=== Study material ===

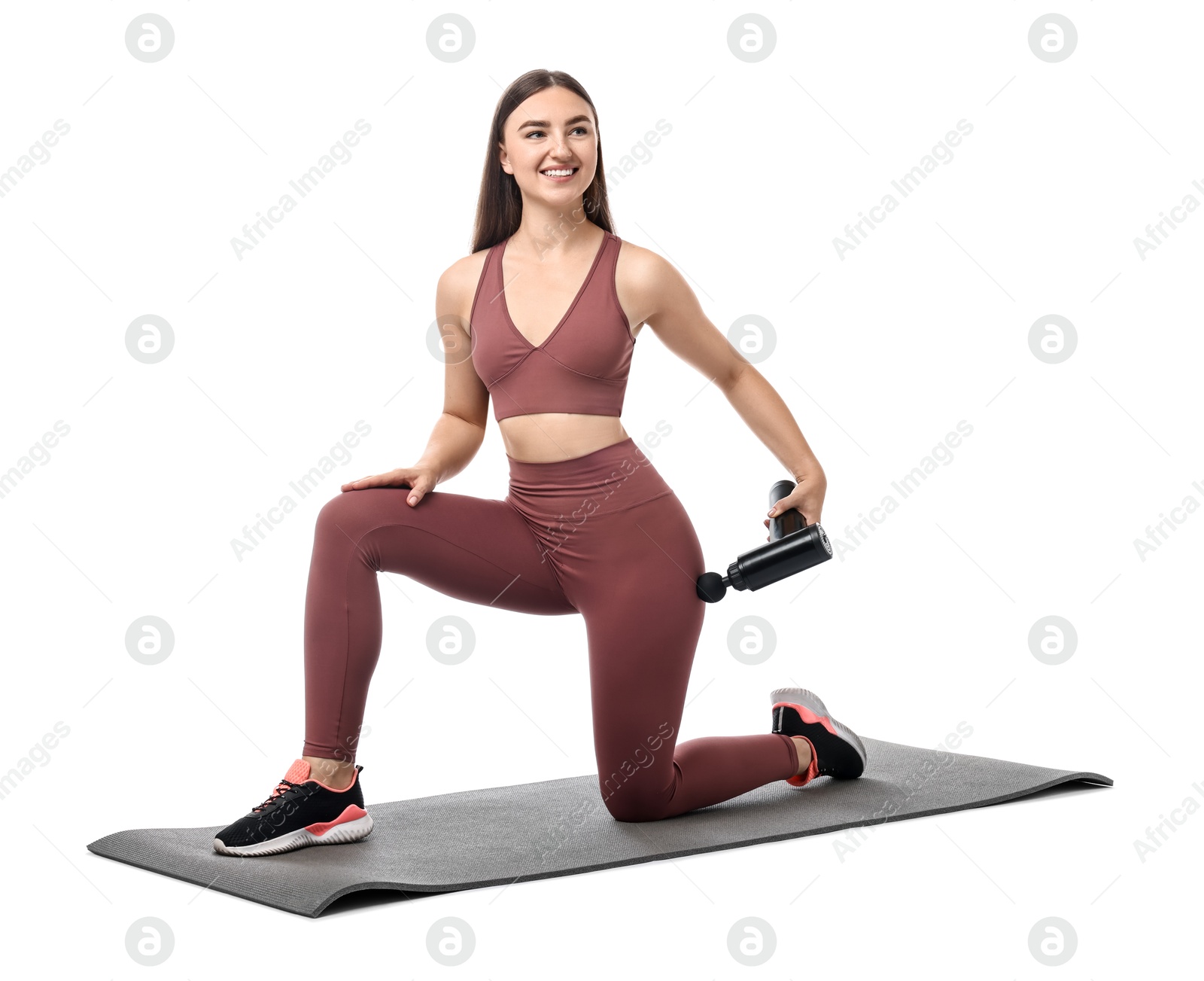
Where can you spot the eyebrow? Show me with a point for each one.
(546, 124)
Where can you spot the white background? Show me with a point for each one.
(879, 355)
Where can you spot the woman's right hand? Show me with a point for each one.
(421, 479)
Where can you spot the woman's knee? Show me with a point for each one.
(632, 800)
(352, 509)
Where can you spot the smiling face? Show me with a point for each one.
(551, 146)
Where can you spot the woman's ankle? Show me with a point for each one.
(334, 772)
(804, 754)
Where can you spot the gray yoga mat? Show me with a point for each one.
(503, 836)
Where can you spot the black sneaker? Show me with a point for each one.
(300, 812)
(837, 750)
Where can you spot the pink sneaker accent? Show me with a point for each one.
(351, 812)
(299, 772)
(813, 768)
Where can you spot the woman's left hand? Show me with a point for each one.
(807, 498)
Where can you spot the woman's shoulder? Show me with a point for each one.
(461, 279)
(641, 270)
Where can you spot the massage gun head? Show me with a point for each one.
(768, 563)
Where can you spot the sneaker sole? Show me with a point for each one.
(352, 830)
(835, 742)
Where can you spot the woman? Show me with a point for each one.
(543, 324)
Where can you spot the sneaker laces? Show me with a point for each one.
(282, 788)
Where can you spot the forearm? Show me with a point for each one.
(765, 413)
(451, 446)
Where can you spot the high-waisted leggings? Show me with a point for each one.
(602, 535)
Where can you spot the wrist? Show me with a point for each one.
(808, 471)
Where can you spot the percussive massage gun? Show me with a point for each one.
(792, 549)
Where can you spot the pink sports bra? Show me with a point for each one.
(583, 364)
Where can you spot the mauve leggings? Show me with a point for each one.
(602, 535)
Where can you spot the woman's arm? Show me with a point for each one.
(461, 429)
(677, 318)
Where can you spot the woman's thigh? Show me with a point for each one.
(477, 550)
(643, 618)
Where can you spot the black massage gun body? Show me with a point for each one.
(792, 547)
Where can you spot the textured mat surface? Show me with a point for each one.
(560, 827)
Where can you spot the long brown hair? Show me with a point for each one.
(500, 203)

===

■ **To do**
Everything from the line holding "Where can you spot the mauve" through the final line of the material must be given again exactly, and nothing outside that stretch.

■ **Task output**
Where can you spot the mauve leggings? Show me with a point for each one.
(602, 535)
Where can you spot the woman's arm? Show me with a point for each one.
(461, 429)
(677, 318)
Where can you spot the woman's thigh? Show me with a point for each one.
(477, 550)
(643, 618)
Where can you spot the black massage gun body? Show me with a point for each one.
(792, 547)
Where can you spot the textured mat surface? Show me with a point for each one.
(560, 827)
Where can you spot the long brown hair? Show me with a point for each one.
(500, 203)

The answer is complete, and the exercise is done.